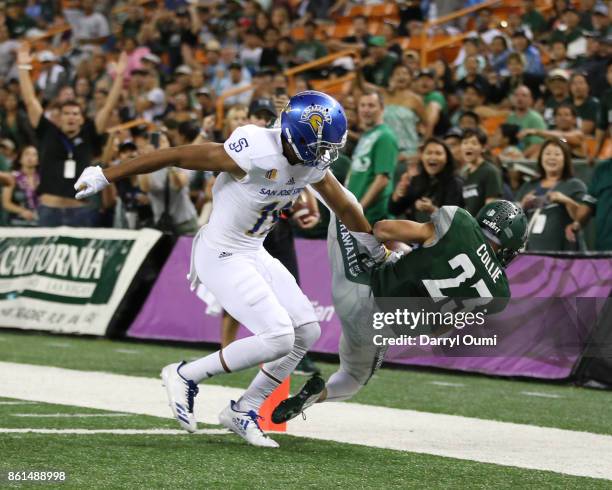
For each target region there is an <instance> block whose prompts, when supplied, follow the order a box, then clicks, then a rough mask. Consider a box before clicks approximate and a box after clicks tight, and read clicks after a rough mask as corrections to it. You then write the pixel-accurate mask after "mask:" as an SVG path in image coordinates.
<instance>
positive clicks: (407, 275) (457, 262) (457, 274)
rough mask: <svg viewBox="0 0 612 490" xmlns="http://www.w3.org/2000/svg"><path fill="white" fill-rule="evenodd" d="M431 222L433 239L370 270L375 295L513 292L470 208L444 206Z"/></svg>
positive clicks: (494, 295)
mask: <svg viewBox="0 0 612 490" xmlns="http://www.w3.org/2000/svg"><path fill="white" fill-rule="evenodd" d="M431 221H432V223H433V225H434V227H435V235H436V236H435V239H434V241H433V243H431V244H429V245H424V246H423V247H421V248H419V249H417V250H415V251H413V252H410V253H409V254H406V255H404V256H403V257H401V258H400V259H399V260H398V261H397V262H395V263H394V264H388V265H385V266H383V267H380V268H376V269H374V270H373V271H372V272H371V275H370V285H371V287H372V292H373V294H374V296H375V297H377V298H383V297H385V298H390V297H432V298H440V297H446V296H450V297H456V298H478V297H481V298H509V297H510V287H509V285H508V278H507V277H506V273H505V272H504V269H503V267H502V265H501V264H500V262H499V261H498V260H497V257H496V256H495V252H494V251H493V249H492V248H491V246H490V245H489V243H488V242H487V239H486V238H485V236H484V234H483V233H482V231H481V229H480V226H479V225H478V222H477V221H476V220H475V219H474V218H473V217H472V216H471V215H470V214H469V213H468V212H467V211H465V210H464V209H461V208H458V207H456V206H443V207H441V208H440V209H439V210H438V211H436V212H435V213H433V214H432V217H431Z"/></svg>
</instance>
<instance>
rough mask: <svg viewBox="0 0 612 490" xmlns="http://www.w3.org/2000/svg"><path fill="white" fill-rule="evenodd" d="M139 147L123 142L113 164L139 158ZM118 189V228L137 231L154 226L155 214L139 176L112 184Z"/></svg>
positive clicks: (117, 213)
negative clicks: (117, 155) (127, 229)
mask: <svg viewBox="0 0 612 490" xmlns="http://www.w3.org/2000/svg"><path fill="white" fill-rule="evenodd" d="M138 154H139V152H138V147H137V146H136V143H134V141H132V140H131V139H127V140H123V141H122V142H121V143H119V146H118V159H117V160H115V161H114V162H112V163H111V165H114V164H116V163H119V162H121V161H124V160H131V159H132V158H136V157H137V156H138ZM112 185H114V186H115V187H116V189H117V196H118V197H119V199H120V205H119V206H116V208H115V212H116V215H117V216H116V218H115V221H116V222H117V221H118V226H120V227H121V228H128V229H131V230H137V229H140V228H142V227H144V226H152V225H153V212H152V211H151V205H150V201H149V197H148V196H147V194H146V193H145V192H143V191H142V189H141V188H140V185H139V183H138V176H137V175H134V176H132V177H130V178H128V179H122V180H120V181H118V182H116V183H114V184H112Z"/></svg>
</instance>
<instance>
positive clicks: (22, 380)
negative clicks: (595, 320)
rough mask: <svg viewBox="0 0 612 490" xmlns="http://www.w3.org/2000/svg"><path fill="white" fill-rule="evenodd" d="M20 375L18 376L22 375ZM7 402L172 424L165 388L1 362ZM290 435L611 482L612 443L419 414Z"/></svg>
mask: <svg viewBox="0 0 612 490" xmlns="http://www.w3.org/2000/svg"><path fill="white" fill-rule="evenodd" d="M17 373H18V376H16V374H17ZM0 379H2V383H0V396H5V397H8V398H18V399H23V400H34V401H40V402H46V403H55V404H61V405H70V406H81V407H88V408H97V409H102V410H109V411H112V412H123V413H138V414H145V415H153V416H156V417H164V418H172V417H171V415H170V409H169V408H168V402H167V399H166V396H165V393H164V390H163V388H162V387H161V380H159V379H153V378H139V377H135V376H126V375H120V374H110V373H101V372H92V371H76V370H71V369H62V368H56V367H49V366H34V365H28V364H15V363H9V362H0ZM242 392H243V390H241V389H237V388H228V387H223V386H214V385H206V383H203V384H202V385H201V387H200V395H199V398H198V400H197V401H196V418H197V419H198V420H199V421H201V422H205V423H208V424H217V423H218V420H217V414H218V413H219V412H220V411H221V410H222V409H223V408H225V406H226V405H227V403H228V402H229V400H232V399H233V400H236V398H235V397H236V396H239V395H240V394H241V393H242ZM289 434H291V435H297V436H302V437H309V438H313V439H321V440H328V441H337V442H344V443H351V444H360V445H365V446H370V447H379V448H388V449H395V450H399V451H411V452H415V453H424V454H433V455H438V456H447V457H451V458H457V459H464V460H471V461H480V462H483V463H494V464H498V465H504V466H517V467H521V468H527V469H537V470H547V471H554V472H557V473H565V474H569V475H576V476H589V477H593V478H604V479H608V480H612V460H611V455H612V436H608V435H600V434H591V433H588V432H578V431H571V430H562V429H554V428H545V427H536V426H531V425H523V424H514V423H508V422H496V421H492V420H484V419H476V418H469V417H459V416H456V415H443V414H433V413H427V412H417V411H415V410H400V409H394V408H386V407H378V406H372V405H360V404H357V403H322V404H318V405H314V406H313V407H311V408H310V409H309V410H308V420H307V421H305V422H304V421H301V420H300V419H297V420H295V421H293V422H291V423H290V424H289Z"/></svg>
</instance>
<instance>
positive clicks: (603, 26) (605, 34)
mask: <svg viewBox="0 0 612 490" xmlns="http://www.w3.org/2000/svg"><path fill="white" fill-rule="evenodd" d="M609 10H610V9H609V7H608V6H607V5H605V4H601V3H600V4H598V5H596V6H595V8H594V9H593V10H592V13H591V28H590V29H588V30H593V31H595V32H597V33H598V34H599V35H600V36H601V37H606V36H608V35H610V34H612V26H611V25H610V14H609Z"/></svg>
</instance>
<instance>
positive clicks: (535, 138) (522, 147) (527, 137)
mask: <svg viewBox="0 0 612 490" xmlns="http://www.w3.org/2000/svg"><path fill="white" fill-rule="evenodd" d="M506 122H507V123H508V124H516V125H517V126H520V128H521V129H546V123H545V122H544V118H543V117H542V116H541V115H540V113H539V112H537V111H534V110H533V109H529V110H528V111H527V113H526V114H525V115H524V116H519V115H518V114H517V113H516V112H513V113H511V114H510V115H509V116H508V119H506ZM537 143H544V138H541V137H539V136H534V135H532V134H531V135H529V136H526V137H525V138H523V139H522V140H521V141H520V143H519V147H520V148H521V150H524V149H526V148H529V147H530V146H531V145H535V144H537Z"/></svg>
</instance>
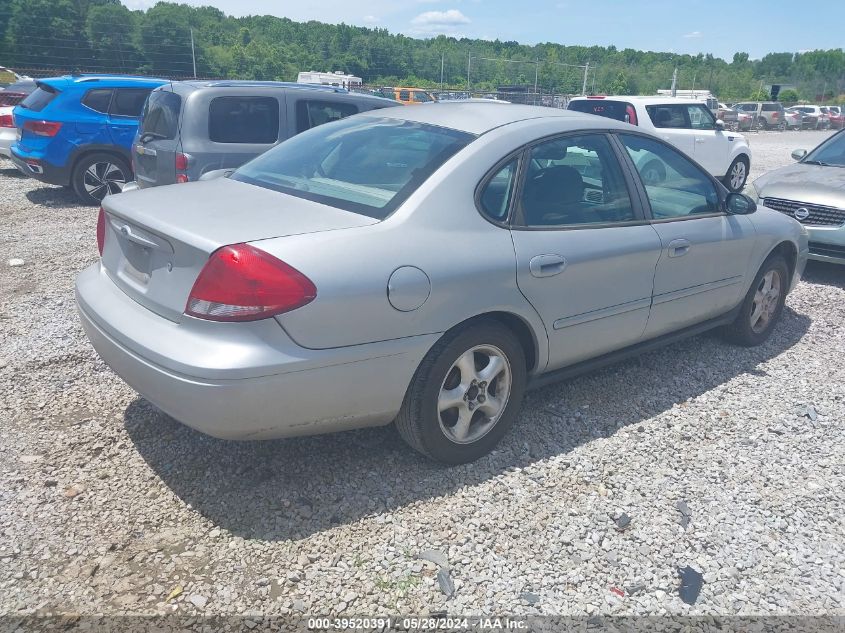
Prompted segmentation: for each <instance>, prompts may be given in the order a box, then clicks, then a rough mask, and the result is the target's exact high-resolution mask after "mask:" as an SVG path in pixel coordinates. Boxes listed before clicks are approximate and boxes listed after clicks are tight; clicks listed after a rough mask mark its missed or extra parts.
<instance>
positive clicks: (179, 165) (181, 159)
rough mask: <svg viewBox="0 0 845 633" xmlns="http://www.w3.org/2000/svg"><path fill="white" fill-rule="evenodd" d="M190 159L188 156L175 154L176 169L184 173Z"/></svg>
mask: <svg viewBox="0 0 845 633" xmlns="http://www.w3.org/2000/svg"><path fill="white" fill-rule="evenodd" d="M190 158H191V157H190V156H188V155H187V154H182V153H181V152H179V153H178V154H176V169H178V170H179V171H185V170H186V169H187V168H188V161H189V160H190Z"/></svg>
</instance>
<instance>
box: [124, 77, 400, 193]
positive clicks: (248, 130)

■ ■ ■ ■ ■ ■ ■

## Task to complete
Everything in the entries except the pictures should be returned exactly as given.

## Output of the exercise
For each target region there is an <instance> block whose prompts, when supplied, follow the order a box, then clicks, then a rough mask. Consider a box before clicks approximate and a box after clicks tight, and read clicks after a rough mask as corrections to it. You then write the pixel-accurate mask after "mask:" as an SVG path in image coordinates.
<instance>
positive clicks: (407, 275) (457, 262) (457, 274)
rough mask: <svg viewBox="0 0 612 490" xmlns="http://www.w3.org/2000/svg"><path fill="white" fill-rule="evenodd" d="M431 222L433 239L370 270L375 295L513 292L470 208L444 206Z"/></svg>
positive clicks: (494, 295)
mask: <svg viewBox="0 0 612 490" xmlns="http://www.w3.org/2000/svg"><path fill="white" fill-rule="evenodd" d="M431 221H432V223H433V225H434V227H435V235H436V236H435V239H434V241H433V243H431V244H429V245H424V246H423V247H421V248H419V249H417V250H415V251H413V252H410V253H409V254H406V255H404V256H403V257H401V258H400V259H399V260H398V261H397V262H395V263H394V264H388V265H385V266H383V267H380V268H376V269H374V270H373V271H372V272H371V275H370V285H371V287H372V292H373V294H374V296H375V297H377V298H383V297H385V298H390V297H432V298H440V297H446V296H450V297H456V298H478V297H481V298H509V297H510V287H509V285H508V278H507V277H506V273H505V272H504V269H503V267H502V265H501V264H500V262H499V261H498V260H497V257H496V256H495V252H494V251H493V249H492V248H491V246H490V245H489V243H488V242H487V239H486V238H485V236H484V234H483V233H482V231H481V229H480V226H479V225H478V222H477V221H476V220H475V219H474V218H473V217H472V216H471V215H470V214H469V213H468V212H467V211H465V210H464V209H461V208H458V207H456V206H443V207H441V208H440V209H439V210H438V211H436V212H435V213H433V214H432V217H431Z"/></svg>
</instance>
<instance>
rough mask: <svg viewBox="0 0 612 490" xmlns="http://www.w3.org/2000/svg"><path fill="white" fill-rule="evenodd" d="M139 147L123 142L113 164L139 158ZM118 189V228L137 231L154 226L155 214L139 176L112 184Z"/></svg>
positive clicks: (117, 213)
negative clicks: (117, 155) (127, 229)
mask: <svg viewBox="0 0 612 490" xmlns="http://www.w3.org/2000/svg"><path fill="white" fill-rule="evenodd" d="M138 154H139V152H138V147H137V146H136V143H134V141H132V140H131V139H127V140H123V141H122V142H121V143H119V146H118V159H117V160H115V161H114V162H112V163H111V165H114V164H116V163H119V162H121V161H124V160H131V159H132V158H136V157H137V156H138ZM112 185H114V186H115V187H116V189H117V196H118V197H119V199H120V205H119V206H116V208H115V212H116V215H117V216H116V218H115V221H116V222H117V221H118V226H120V227H121V228H128V229H131V230H137V229H140V228H142V227H144V226H152V225H153V212H152V211H151V205H150V201H149V197H148V196H147V194H146V193H145V192H143V191H142V189H141V188H140V185H139V183H138V176H137V175H134V176H132V177H130V178H128V179H122V180H120V181H118V182H116V183H114V184H112Z"/></svg>
</instance>
<instance>
positive clicks: (22, 380)
negative clicks: (595, 320)
rough mask: <svg viewBox="0 0 612 490" xmlns="http://www.w3.org/2000/svg"><path fill="white" fill-rule="evenodd" d="M20 375L18 376L22 375ZM7 402L172 424L165 388L1 362ZM290 435L611 482L612 443L419 414Z"/></svg>
mask: <svg viewBox="0 0 612 490" xmlns="http://www.w3.org/2000/svg"><path fill="white" fill-rule="evenodd" d="M17 373H18V376H16V374H17ZM0 379H2V383H0V396H5V397H8V398H18V399H23V400H34V401H40V402H46V403H55V404H61V405H70V406H81V407H88V408H97V409H102V410H109V411H112V412H123V413H138V414H145V415H153V416H156V417H164V418H172V417H171V415H170V409H169V408H168V402H167V399H166V396H165V393H164V390H163V388H162V387H161V380H159V379H153V378H139V377H135V376H126V375H120V374H110V373H101V372H92V371H76V370H71V369H62V368H56V367H49V366H34V365H28V364H15V363H9V362H0ZM242 392H243V390H241V389H237V388H228V387H223V386H214V385H206V383H203V384H202V385H201V387H200V395H199V398H198V400H197V401H196V418H197V419H198V420H199V421H201V422H205V423H208V424H217V423H218V420H217V414H218V413H219V412H220V411H221V410H222V409H223V408H225V406H226V405H227V403H228V402H229V400H232V399H233V400H236V398H235V397H236V396H239V395H240V394H241V393H242ZM289 434H291V435H297V436H302V437H309V438H313V439H321V440H328V441H337V442H344V443H351V444H360V445H365V446H370V447H379V448H388V449H395V450H399V451H411V452H415V453H424V454H433V455H438V456H447V457H451V458H457V459H464V460H471V461H480V462H483V463H494V464H498V465H504V466H517V467H521V468H527V469H537V470H547V471H554V472H557V473H565V474H569V475H576V476H589V477H593V478H604V479H608V480H612V460H611V455H612V436H608V435H600V434H591V433H588V432H578V431H571V430H562V429H554V428H545V427H536V426H531V425H523V424H514V423H508V422H496V421H492V420H484V419H476V418H469V417H459V416H456V415H443V414H433V413H427V412H417V411H415V410H400V409H394V408H386V407H378V406H372V405H360V404H357V403H322V404H318V405H314V406H313V407H311V408H310V409H309V410H308V420H307V421H305V422H304V421H301V420H300V419H297V420H295V421H293V422H291V423H290V424H289Z"/></svg>
</instance>
<instance>
positive clicks: (603, 26) (605, 34)
mask: <svg viewBox="0 0 612 490" xmlns="http://www.w3.org/2000/svg"><path fill="white" fill-rule="evenodd" d="M609 10H610V9H609V7H608V6H607V5H605V4H601V3H600V4H598V5H596V6H595V8H594V9H593V10H592V13H591V28H590V29H588V30H593V31H595V32H597V33H598V34H599V35H600V36H601V37H606V36H608V35H610V34H612V26H611V25H610V14H609Z"/></svg>
</instance>
<instance>
positive clicks: (535, 138) (522, 147) (527, 137)
mask: <svg viewBox="0 0 612 490" xmlns="http://www.w3.org/2000/svg"><path fill="white" fill-rule="evenodd" d="M506 122H507V123H508V124H516V125H517V126H520V128H521V129H546V123H545V122H544V118H543V117H542V116H541V115H540V113H539V112H537V111H534V110H533V109H529V110H528V111H527V113H526V114H525V115H524V116H519V115H518V114H517V113H516V112H513V113H511V114H510V115H509V116H508V119H506ZM537 143H544V138H541V137H539V136H534V135H532V134H531V135H529V136H526V137H525V138H523V139H522V140H521V141H520V143H519V147H520V148H521V150H524V149H526V148H529V147H530V146H531V145H535V144H537Z"/></svg>
</instance>
Prompted segmentation: for each <instance>, prompts may be given in the order a box, then clicks, then a rough mask, and the result is the target's exact high-resolution mask after "mask:" as an SVG path in pixel coordinates. Boxes listed before clicks are approximate and boxes listed after clicks are tight; clicks listed after a rough mask mark its missed or extra parts.
<instance>
positive clicks: (179, 165) (181, 159)
rough mask: <svg viewBox="0 0 845 633" xmlns="http://www.w3.org/2000/svg"><path fill="white" fill-rule="evenodd" d="M190 159L188 156L175 154L176 169L184 173Z"/></svg>
mask: <svg viewBox="0 0 845 633" xmlns="http://www.w3.org/2000/svg"><path fill="white" fill-rule="evenodd" d="M190 158H191V157H190V156H188V155H187V154H182V153H181V152H179V153H178V154H176V169H178V170H179V171H185V170H186V169H187V168H188V161H189V160H190Z"/></svg>
</instance>
<instance>
box: [124, 77, 400, 193]
positive clicks: (248, 130)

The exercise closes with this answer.